> SELECTED EXCERPT
==============================

Despite his setback, Martin did find a job, and moved into his own apartment, when he saved up enough money, he sent for the rest of his children left behind in Santiago. He even remarried, and that wife stuck by his side until the day he died in 2005. Yes, Martin was special because he was good to us. If the other men in mother’s life were just half the man that Martin was, they would be better off today, mom would be better off. How come people can’t see when they have a good thing going on? I ask you, why is love so blind at times, and why must the grass always look greener on the other side? Why is it that Mother is always attracted to the crab grass????????

==============================

> LISTED ENTRIES
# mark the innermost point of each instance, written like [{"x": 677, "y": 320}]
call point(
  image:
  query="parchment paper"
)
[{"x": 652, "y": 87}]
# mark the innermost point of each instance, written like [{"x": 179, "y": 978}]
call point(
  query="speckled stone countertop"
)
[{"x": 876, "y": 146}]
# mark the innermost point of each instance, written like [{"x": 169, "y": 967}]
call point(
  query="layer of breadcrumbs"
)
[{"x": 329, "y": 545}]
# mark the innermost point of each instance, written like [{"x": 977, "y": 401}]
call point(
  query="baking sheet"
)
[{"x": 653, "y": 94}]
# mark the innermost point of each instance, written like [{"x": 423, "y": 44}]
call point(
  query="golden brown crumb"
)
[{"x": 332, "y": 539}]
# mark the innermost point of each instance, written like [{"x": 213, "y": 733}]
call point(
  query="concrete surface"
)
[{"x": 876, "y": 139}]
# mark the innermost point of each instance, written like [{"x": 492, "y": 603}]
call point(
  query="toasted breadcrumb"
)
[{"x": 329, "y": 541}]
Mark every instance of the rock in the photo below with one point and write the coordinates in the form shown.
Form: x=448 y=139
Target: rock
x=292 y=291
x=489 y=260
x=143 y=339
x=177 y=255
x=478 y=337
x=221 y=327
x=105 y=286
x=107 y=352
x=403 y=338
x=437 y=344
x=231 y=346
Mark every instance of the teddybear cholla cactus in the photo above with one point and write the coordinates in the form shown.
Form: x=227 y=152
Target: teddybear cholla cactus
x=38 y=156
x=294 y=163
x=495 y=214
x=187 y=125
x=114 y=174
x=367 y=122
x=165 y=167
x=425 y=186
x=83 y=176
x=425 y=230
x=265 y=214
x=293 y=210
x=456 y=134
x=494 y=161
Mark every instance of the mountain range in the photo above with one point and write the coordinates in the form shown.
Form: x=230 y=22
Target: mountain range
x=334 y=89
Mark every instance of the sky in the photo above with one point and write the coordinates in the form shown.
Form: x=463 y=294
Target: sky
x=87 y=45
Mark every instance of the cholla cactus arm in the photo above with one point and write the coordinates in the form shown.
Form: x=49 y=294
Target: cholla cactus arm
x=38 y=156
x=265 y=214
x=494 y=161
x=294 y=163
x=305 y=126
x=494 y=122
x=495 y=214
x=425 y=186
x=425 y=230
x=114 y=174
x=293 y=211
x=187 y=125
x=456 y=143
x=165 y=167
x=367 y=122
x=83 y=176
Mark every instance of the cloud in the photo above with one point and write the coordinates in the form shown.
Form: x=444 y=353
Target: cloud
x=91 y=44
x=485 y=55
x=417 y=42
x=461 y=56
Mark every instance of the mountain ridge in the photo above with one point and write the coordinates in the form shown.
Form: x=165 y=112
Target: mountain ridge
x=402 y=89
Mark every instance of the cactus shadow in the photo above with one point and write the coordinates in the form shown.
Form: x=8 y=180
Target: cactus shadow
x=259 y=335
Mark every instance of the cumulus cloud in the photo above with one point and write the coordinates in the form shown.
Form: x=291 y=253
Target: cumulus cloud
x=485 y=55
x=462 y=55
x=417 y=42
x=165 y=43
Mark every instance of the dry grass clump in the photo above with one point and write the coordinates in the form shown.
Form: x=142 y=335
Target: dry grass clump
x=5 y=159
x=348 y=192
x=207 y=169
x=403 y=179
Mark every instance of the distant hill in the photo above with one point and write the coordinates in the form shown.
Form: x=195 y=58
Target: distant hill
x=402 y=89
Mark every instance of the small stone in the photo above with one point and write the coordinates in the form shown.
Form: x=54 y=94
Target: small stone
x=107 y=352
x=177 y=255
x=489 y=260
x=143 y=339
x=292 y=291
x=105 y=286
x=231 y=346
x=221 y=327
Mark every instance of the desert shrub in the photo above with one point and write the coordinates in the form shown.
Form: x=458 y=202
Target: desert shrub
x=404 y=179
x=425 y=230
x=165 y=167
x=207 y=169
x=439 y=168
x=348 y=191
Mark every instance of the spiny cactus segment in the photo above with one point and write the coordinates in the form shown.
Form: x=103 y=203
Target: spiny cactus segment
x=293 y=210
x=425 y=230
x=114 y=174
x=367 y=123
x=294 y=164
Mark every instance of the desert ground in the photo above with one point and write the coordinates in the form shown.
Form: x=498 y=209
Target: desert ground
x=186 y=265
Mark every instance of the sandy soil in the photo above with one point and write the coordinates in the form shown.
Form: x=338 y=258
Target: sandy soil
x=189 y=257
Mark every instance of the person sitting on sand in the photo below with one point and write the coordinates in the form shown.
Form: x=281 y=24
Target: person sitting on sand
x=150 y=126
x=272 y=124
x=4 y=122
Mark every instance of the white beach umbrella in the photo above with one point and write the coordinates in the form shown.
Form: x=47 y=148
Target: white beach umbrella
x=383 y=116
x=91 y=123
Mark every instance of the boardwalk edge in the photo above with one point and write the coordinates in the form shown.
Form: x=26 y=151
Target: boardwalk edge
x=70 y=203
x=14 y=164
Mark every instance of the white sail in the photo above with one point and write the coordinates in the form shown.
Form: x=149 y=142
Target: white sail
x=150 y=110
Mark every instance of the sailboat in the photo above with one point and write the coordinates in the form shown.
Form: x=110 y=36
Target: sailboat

==============================

> TASK LIST
[A] Answer these questions from the passage about Martin:
(i) Where had the rest of Martin's children been left behind?
(ii) In what year did Martin die?
(iii) What did Martin move into after he found a job?
[B] Translate this sentence from the passage about Martin into Spanish: "He even remarried, and that wife stuck by his side until the day he died in 2005."
[C] Reproduce the part of the passage about Martin between "Despite his setback, Martin" and "the crab grass????????", inclusive.
You can set the material aside; nothing here depends on it.

> RESPONSES BY ITEM NUMBER
[A]
(i) Santiago
(ii) 2005
(iii) His own apartment

[B] Incluso se volvió a casar, y esa esposa permaneció a su lado hasta el día en que murió en 2005.

[C]
Despite his setback, Martin did find a job, and moved into his own apartment, when he saved up enough money, he sent for the rest of his children left behind in Santiago. He even remarried, and that wife stuck by his side until the day he died in 2005. Yes, Martin was special because he was good to us. If the other men in mother’s life were just half the man that Martin was, they would be better off today, mom would be better off. How come people can’t see when they have a good thing going on? I ask you, why is love so blind at times, and why must the grass always look greener on the other side? Why is it that Mother is always attracted to the crab grass????????